**Selected passage**
*****
Image SEO

What is image SEO, and how can it benefit my business?

Whether you’re an online publisher writing articles every day or are running an ecommerce business selling electronic components, the chances are you will make use of images on almost all of your pages.

Aside from bringing an article to life and bringing in rich media to your website, images also contribute to your overall SEO efforts. Google uses images as a way for users to visually discover content on the web, and if your images are optimised in terms of quality, contextual information and user experience, they can bring additional valuable traffic to your website.

Done well, the right image can draw a user to your site in ways that traditional content results can’t. If for example a user is wanting to make a purchase on say an item of clothing, they will likely jump over to image search results to help inform their decision. This is where a high-quality image that ranks well can make a huge amount of difference.

How do search engines rank images, and what factors influence image ranking in Search Engine Results Pages (SERPs)?

There are a number of factors to consider when your content and developer teams are adding images to content with a view to capturing a share of the image SEO sphere. A key aspect to consider is the impact that images (and indeed other rich media) resources aren’t too big in terms of file size, as this can impact your site speed. This will not only impact your image SEO efforts but also may have an impact on overall user experience on your site. Poor load times due to heavy resources may see a drop off in conversion rates.

Additional factors include optimised and relevant image file names, title texts as well as alt attributes, a line of HTML code that describes to search engines what the image is depicting. Alt attributes also contribute to your web accessibility credentials and allow users with screen readers to interpret what the image depicts, so make sure your team are making these punchy yet descriptive.    

It’s also worth your team investing in original photography or graphic design to assist your image SEO efforts. Avoid stock photography and spend time in creating high-quality standout imagery 

What are some best practices for optimising images, and how can businesses create high-quality, visually appealing images that are also optimised for search engines?

One of the main problems that goes hand in hand with high quality, original imagery can be the file size of these images, which can slow down your site. Make sure your web or developer teams are taking steps to ensure these images are served in modern image formats such as AVIF and WebP, and are compressed in size before they’re uploaded. 

You’ll also want to consider where the imagery is placed on a given page. To increase its chances of being picked up in relevant image searches, make sure it’s near the top of the page in question, and that relevant title, captions and descriptions are inserted. 

Have your team investigate the use of Schema enhancements too, as this will increase the chance of your high-quality images appearing in rich results. This is particularly important for businesses with product pages, as rich result image packs and carousels are a great way to elevate your content over traditional search results with stand-out imagery.   

How can businesses use image SEO to improve their website’s traffic and engagement, and what metrics should they track?

While not strictly an attribution channel in its own right, image SEO should perhaps be viewed as a new channel of opportunity alongside traditional search engine results, particularly because so much user behaviour leads towards the visual. 

Plenty of third party SEO tools will allow your team to track image rankings around certain keywords and pages, and you can subsequently attribute traffic brought in by these images by their subsequent clicks and conversions using your analytics and reporting frameworks. 

Further user engagement tools can also identify how customers are interacting on your page and what part of the journey images play on this. Heat maps shown by these tools can show you how much time users are spending assessing product images (for example) and if this leads directly or indirectly to purchasing decisions.
*****
**Listed entries**

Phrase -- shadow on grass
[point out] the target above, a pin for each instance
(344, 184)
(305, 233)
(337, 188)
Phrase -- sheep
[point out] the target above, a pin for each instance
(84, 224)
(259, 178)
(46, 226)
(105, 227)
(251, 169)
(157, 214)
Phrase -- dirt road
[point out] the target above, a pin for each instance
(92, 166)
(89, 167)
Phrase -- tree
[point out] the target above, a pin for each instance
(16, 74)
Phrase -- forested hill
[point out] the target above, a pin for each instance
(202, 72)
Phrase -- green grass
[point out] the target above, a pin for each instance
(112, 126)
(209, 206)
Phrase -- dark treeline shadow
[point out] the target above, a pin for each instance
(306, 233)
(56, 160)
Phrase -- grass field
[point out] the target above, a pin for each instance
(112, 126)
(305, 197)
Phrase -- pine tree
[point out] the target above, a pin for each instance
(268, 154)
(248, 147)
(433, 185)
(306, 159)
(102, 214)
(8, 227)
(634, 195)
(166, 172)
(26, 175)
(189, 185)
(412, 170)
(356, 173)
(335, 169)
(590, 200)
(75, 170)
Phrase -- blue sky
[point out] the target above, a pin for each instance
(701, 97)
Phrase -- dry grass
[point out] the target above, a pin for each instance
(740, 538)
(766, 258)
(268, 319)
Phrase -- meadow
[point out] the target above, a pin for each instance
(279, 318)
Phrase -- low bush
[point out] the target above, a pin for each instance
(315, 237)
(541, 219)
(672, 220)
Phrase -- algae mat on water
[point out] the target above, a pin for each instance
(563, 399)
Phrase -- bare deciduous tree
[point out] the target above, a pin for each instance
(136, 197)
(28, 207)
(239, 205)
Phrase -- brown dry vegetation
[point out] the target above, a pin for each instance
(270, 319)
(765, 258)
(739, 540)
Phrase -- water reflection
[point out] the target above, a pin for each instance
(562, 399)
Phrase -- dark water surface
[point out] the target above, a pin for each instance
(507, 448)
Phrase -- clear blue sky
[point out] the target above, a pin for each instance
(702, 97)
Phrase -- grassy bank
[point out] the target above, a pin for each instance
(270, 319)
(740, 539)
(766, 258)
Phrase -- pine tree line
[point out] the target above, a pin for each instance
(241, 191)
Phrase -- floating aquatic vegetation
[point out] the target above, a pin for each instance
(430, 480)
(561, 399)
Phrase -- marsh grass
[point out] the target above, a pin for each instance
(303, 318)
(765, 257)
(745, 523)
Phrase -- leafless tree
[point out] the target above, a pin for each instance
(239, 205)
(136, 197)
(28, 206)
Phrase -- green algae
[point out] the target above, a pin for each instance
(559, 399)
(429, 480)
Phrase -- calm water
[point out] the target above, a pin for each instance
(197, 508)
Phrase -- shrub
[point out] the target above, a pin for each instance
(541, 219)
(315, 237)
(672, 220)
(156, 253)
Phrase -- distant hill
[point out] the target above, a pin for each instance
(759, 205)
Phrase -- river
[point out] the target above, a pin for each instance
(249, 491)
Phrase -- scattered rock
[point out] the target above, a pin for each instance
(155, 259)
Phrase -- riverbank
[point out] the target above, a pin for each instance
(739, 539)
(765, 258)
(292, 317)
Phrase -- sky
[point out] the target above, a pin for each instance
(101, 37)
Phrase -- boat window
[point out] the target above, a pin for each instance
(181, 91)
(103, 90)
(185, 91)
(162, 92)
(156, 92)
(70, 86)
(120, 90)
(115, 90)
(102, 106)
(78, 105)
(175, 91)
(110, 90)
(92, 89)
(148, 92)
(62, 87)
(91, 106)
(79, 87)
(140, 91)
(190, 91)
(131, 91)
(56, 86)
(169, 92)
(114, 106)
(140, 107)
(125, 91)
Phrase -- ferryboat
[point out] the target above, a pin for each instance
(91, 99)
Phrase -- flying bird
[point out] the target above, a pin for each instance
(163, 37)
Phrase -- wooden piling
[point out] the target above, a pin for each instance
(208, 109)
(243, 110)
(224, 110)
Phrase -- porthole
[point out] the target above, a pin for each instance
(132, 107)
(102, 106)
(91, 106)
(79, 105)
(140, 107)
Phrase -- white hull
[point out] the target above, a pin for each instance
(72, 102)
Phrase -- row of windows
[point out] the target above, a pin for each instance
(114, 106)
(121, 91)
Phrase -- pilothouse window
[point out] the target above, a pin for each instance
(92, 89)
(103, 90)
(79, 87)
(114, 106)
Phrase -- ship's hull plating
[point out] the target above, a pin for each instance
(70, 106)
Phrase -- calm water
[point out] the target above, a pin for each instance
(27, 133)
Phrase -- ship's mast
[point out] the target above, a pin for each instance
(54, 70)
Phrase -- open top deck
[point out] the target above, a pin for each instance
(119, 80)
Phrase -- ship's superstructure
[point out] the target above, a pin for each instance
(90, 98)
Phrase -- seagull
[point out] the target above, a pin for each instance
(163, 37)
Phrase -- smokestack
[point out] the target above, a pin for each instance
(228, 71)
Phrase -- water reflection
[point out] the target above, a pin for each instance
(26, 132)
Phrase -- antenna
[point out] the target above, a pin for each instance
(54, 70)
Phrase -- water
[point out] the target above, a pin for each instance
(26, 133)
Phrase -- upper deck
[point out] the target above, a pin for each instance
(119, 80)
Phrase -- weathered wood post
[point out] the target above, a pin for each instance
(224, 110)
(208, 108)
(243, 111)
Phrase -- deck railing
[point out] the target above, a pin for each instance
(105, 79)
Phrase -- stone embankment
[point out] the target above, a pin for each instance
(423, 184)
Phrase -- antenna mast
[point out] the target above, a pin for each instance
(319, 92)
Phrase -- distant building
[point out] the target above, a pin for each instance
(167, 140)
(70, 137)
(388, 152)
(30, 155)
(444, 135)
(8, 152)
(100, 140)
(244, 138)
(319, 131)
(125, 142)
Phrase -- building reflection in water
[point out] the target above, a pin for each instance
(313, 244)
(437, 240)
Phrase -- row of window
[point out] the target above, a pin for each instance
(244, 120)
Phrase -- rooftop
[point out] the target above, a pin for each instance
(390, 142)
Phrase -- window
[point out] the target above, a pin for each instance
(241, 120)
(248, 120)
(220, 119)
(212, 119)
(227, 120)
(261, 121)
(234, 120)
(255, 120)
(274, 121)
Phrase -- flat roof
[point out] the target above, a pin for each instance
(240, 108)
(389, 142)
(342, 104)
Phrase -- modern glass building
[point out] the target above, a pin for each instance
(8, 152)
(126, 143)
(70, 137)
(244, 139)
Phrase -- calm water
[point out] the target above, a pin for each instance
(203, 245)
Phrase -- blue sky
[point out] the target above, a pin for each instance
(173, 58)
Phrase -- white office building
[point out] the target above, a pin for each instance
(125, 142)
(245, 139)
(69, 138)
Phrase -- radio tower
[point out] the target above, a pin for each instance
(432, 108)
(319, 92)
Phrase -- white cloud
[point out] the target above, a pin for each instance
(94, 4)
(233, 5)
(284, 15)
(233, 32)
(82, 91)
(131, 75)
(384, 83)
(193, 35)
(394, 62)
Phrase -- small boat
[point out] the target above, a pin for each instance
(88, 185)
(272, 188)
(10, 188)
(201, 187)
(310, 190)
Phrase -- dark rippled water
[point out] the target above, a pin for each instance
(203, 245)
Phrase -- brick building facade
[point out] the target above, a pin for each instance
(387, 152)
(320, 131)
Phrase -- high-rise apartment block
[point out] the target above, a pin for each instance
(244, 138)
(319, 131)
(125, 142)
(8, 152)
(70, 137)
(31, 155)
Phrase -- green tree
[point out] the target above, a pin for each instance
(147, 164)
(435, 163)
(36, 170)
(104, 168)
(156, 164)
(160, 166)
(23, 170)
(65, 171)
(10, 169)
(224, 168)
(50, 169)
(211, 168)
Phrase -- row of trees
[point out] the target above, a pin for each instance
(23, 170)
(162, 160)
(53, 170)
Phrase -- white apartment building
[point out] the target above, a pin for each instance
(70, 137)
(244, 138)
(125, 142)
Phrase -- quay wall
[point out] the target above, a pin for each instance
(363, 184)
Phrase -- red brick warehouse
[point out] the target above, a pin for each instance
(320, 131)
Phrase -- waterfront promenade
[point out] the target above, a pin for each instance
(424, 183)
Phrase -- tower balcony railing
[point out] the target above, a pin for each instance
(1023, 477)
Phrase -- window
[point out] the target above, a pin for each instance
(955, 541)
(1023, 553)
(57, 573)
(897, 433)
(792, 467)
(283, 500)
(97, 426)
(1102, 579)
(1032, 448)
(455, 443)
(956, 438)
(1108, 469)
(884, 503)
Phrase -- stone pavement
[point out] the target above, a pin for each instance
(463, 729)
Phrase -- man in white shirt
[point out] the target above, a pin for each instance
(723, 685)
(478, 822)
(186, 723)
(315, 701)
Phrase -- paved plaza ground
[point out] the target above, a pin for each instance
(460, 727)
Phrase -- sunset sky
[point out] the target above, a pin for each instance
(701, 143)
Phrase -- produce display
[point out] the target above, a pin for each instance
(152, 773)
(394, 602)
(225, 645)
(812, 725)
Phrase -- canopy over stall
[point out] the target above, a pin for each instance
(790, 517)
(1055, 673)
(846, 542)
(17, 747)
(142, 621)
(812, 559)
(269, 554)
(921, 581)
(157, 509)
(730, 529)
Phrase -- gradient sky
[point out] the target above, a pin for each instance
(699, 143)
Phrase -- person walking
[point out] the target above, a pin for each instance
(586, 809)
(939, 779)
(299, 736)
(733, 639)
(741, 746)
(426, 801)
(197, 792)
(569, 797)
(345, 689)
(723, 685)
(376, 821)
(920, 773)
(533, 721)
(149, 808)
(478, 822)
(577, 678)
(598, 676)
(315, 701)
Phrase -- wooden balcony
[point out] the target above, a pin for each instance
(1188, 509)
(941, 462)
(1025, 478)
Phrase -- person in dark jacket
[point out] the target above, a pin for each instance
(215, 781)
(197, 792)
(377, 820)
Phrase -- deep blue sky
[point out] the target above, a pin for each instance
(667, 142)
*****
**Problem set**
1. From the image SEO article, reproduce the part that opens with the words containing "There are a" and closes with "in conversion rates.".
2. Answer these questions using the image SEO article:
(a) Which modern image formats does it name?
(b) What kind of photography does it say to avoid?
(c) What can heat maps show, according to the article?
3. Please extend the image SEO article beyond its last sentence.
The data plays no part in any of this.

**Answers to the problems**
1.
There are a number of factors to consider when your content and developer teams are adding images to content with a view to capturing a share of the image SEO sphere. A key aspect to consider is the impact that images (and indeed other rich media) resources aren’t too big in terms of file size, as this can impact your site speed. This will not only impact your image SEO efforts but also may have an impact on overall user experience on your site. Poor load times due to heavy resources may see a drop off in conversion rates.

2.
(a) AVIF and WebP.
(b) Stock photography.
(c) How much time users spend assessing product images, and whether this leads directly or indirectly to purchasing decisions.

3.
What are some common mistakes to avoid when optimising images for search engines, and how can they impact SEO?

Aside from not ignoring the need to ensure your images are optimised in line with site speed and performance in mind as well as the key aforementioned technical mark-up, the overarching thing to remember is the user and how images may impact their experience on your site.

Do the images look as good and work as well on mobile as they do on desktop? Keep in mind your core conversion areas of any given page – if a large image that suits desktop content is taking up a large chunk of the fold on mobile and users are having to scroll past to make a purchasing decision, this can impact your sales.

Also, and while it may be an obvious one, if you don’t have image making resources, don’t simply extract and copy images from existing websites or search results. This may result in copyright trouble (if the images aren’t attributed to their owner) and won’t do your image SEO ventures any favours. At the very least, consider using images from free creative commons websites such as Unsplash. 

How does image SEO fit into a broader content marketing strategy, and what other tactics should businesses consider to improve their online presence?

Image SEO, with all its best practices, needs to be factored into all content marketing efforts as a general ongoing rule of thumb. Alongside your marketing team’s keyword research and subsequent content strategies, make sure your social media and graphic design specialists are feeding into any new content that is being produced. Good imagery will make content more shareable and stand out across all digital mediums, so it’s not just SEO. 

Retrospectively, it may also be worth your team taking some time to run through a series of your top performing (or mediocre performing) content to see if there’s any improvements to be made to assist your image SEO performance. Are there any old blogs or product pages with low quality or out of date images that could be brought back to life with a simple sprucing up in terms of image optimisation? It may be worth a look, as this type of low investment low-hanging fruit work can often bring good returns. 

What are some strategies for optimising images for local search, and how can businesses reach a local audience through image SEO?

If you’re a business that operates locally and are looking to get an edge on local search over your competition, then a good image enhancement strategy can really set you apart from the rest.

Operating a bar or a restaurant in a busy urban area? Invest in some high-quality, professional photography of your premises interior, events, food and drink offerings and even your menus. If visitors are searching locally for “Italian food near me” a high-quality image of a freshly-made pasta dish will draw them in over a grainy exterior shot taken by Google Maps every time.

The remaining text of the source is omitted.